Extract provided ->
::::::::

From you, not the bloggers:

After reluctantly watching the Couric interview of Palin, I felt more strongly than ever -- viscerally -- that she and McCain must be stopped for the good of the nation and the globe. And it occurred to me that, should they lose, we will eventually hear the inside story from the campaign:  that from the moment McCain impulsively picked her, every single move the campaign made, every hail Mary, the war on the press, the suspension of the campaign, etc., was focused first on containing the damage they knew would be caused by letting Palin open her mouth without a teleprompter.

She must be pressured to release her medical records NOW.

Remember she's capable of endlessly repeating indisputable untruths. Of course we need her medical records. Her word is meaningless. Another reader:

If I had been the person interviewing Gov. Palin, and had asked for specific examples of McCain's leadership on a topic that he brags about, and had been told, in essence, "I cant, think of any, but I'll get back to yah," I'd have laughed, and said that you've got to be kidding me!

Another:

In all honesty, I feel bad for Sarah Palin. Clearly from her answers you can see she's been thrown into the deep end of the pool, trying to recall the various answers they told her to give to questions. Most of my very partisan friends think she's dumb, I'm not sure. I imagine most governors out there picked out of obscurity and told they have to learn the intricacies of American foreign policy would  sound much like this. She should have said no.

Another:

Well, the words were all in English, and in groups of two or three they fit together, but that's the best I can say about it.  I especially "liked" this part:

"reducing taxes ... has got to accompany tax reductions, and tax relief for Americans"

Those aren't talking points; they're babbling points.

::::::::

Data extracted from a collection
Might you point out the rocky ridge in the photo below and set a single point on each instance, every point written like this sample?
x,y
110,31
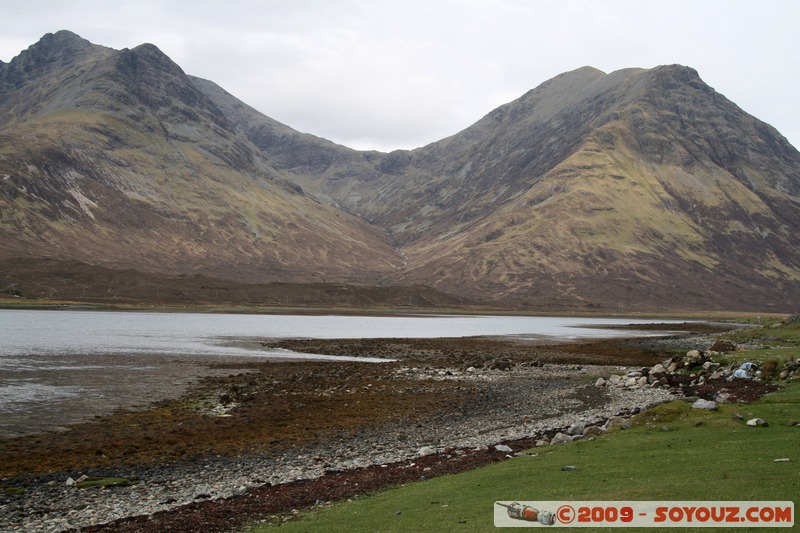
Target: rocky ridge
x,y
647,179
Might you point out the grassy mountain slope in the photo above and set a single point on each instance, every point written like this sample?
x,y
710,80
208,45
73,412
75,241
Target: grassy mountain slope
x,y
639,189
115,158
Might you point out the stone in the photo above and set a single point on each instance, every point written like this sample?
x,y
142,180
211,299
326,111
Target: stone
x,y
614,421
560,438
592,430
658,369
576,429
704,404
426,450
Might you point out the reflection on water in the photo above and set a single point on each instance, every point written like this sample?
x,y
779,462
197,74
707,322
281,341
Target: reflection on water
x,y
90,362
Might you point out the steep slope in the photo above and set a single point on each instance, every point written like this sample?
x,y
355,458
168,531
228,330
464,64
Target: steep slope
x,y
635,190
663,191
116,158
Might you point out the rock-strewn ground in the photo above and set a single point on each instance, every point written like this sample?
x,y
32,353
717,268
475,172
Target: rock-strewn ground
x,y
234,447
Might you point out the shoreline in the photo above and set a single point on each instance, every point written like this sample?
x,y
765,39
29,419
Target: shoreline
x,y
333,417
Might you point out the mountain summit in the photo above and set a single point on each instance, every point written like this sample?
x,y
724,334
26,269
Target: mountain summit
x,y
638,189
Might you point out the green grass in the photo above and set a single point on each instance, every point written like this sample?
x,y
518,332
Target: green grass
x,y
672,452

::::::::

Problem set ->
a) Translate this sentence from the reader comments on Palin into Spanish: "She must be pressured to release her medical records NOW."
b) In the reader comments on Palin, the first comment names specific campaign moves. List each one.
c) Quote the reader comments on Palin word for word, from "In all honesty, I" through "they're babbling points.".

Answers by item number ->
a) Hay que presionarla para que publique sus historiales médicos AHORA.

b)
- every hail Mary
- the war on the press
- the suspension of the campaign

c)
In all honesty, I feel bad for Sarah Palin. Clearly from her answers you can see she's been thrown into the deep end of the pool, trying to recall the various answers they told her to give to questions. Most of my very partisan friends think she's dumb, I'm not sure. I imagine most governors out there picked out of obscurity and told they have to learn the intricacies of American foreign policy would  sound much like this. She should have said no.

Another:

Well, the words were all in English, and in groups of two or three they fit together, but that's the best I can say about it.  I especially "liked" this part:

"reducing taxes ... has got to accompany tax reductions, and tax relief for Americans"

Those aren't talking points; they're babbling points.